- Text segment:
━━━━━━━━━━━━━━━━━━━━
On its last leg before home stretch to Goa, INSV Tarini reached the 4th stop of Cape Town on 2 March 2018. So far the vessel has covered over 17,500 nautical miles from its start in Goa since September 2017. The vessel is expected to reach its home port of Goa by April 2018 by which time it would have completed 22,000 nautical miles.

 The crew was received in Cape Town by Mayor Helen Zille, Ruchira Kamboj, High Commissioner of India to South Africa, Indian Consul General of Johannesburg and Cape Town, as well as chairperson of Western Cape and other South African Sailing Associations as well as members of Indian diaspora with bouquets, dhol beats and Holi colour. As the crew was busy with completing its circumnavigation, crew didn't forget to make their followers aware of their activities in real time with blogs and social media updates. Lt. Aishwarya Boddapati has described what she felt seeing the aurora lights in December, 2017; celebrating a crewmember’s birthday at sea, visiting dignitary, and basking in the beauty around her.
━━━━━━━━━━━━━━━━━━━━
Extend the passage about INSV Tarini's voyage, picking up right after its last sentence.

[Dataset entries]
━━━━━━━━━━━━━━━━━━━━
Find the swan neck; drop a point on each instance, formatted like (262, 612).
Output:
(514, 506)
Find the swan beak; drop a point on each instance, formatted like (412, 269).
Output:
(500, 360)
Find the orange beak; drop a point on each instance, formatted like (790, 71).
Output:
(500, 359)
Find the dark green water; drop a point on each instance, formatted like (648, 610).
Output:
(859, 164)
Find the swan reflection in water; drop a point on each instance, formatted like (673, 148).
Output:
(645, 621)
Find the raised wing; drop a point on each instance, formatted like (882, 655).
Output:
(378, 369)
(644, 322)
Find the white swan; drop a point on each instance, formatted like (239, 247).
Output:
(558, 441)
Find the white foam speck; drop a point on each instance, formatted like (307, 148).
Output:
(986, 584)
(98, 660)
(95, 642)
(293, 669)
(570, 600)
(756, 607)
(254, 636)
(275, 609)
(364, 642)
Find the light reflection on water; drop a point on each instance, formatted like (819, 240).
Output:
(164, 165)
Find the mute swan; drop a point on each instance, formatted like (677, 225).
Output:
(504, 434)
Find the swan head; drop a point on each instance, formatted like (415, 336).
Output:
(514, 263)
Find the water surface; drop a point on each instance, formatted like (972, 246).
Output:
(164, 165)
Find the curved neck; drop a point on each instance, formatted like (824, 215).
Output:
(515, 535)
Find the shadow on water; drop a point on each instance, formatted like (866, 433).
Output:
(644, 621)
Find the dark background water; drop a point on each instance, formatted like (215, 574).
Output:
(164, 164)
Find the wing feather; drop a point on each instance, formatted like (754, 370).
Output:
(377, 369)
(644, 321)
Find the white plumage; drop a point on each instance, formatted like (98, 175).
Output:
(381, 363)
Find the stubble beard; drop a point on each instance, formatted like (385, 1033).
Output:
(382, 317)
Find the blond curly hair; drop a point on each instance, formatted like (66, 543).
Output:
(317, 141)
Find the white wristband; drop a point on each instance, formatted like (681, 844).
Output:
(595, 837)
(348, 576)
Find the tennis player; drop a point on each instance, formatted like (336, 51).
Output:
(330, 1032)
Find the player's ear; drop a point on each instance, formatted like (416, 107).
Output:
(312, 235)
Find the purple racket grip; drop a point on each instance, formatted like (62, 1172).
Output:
━━━━━━━━━━━━━━━━━━━━
- Task output:
The crew left Cape Town for its home stretch on 14 March 2018, but before leaving attended several functions organised in their honour. They met legendary former South African cricketer Jonty Rhodes, MasterChef South Africa 2014 Kamini Pather and 8 time South Africa Wind Surfing Champion Roxy Davis as well as Lewis Pugh, who is the first person to complete a long-distance swim in every ocean of the world and also a UNEP Patron of the Ocean.

==Home Coming==

INSV Tarini after completing their epic journey reached Goa on 21 May 2018 after completing 21, 980 nautical miles journey. The crew members namely Vartika Joshi, Payal Gupta, Pratibha Jamwal, P Swathi, Aishwarya Boddapati & S Vijaya Devi were welcomed by Nirmala Sitharaman, the defence minister of India and Admiral Sunil Lamba, the Indian Navy chief. The team completed the expedition called Navika Sagar Parikrama referring to circumnavigation of the globe in 254 days. The crew passed Indian Ocean, Atlantic Ocean and Pacific Ocean and the Great Capes namely Africa's Cape of Good Hope, Australia's Cape Leeuwin, and South America's Cape Horn. While crossing the Pacific Ocean the crew encountered hurricanes and monstrous waves The boat was actually supposed to be flagged in, in the month of April, 2018. But a damaged steering gear, forced the crew to make an unscheduled stop in Port Louis, Mauritius for emergency repairs. The prime minister of India Narendra Modi also congratulated them on arrival.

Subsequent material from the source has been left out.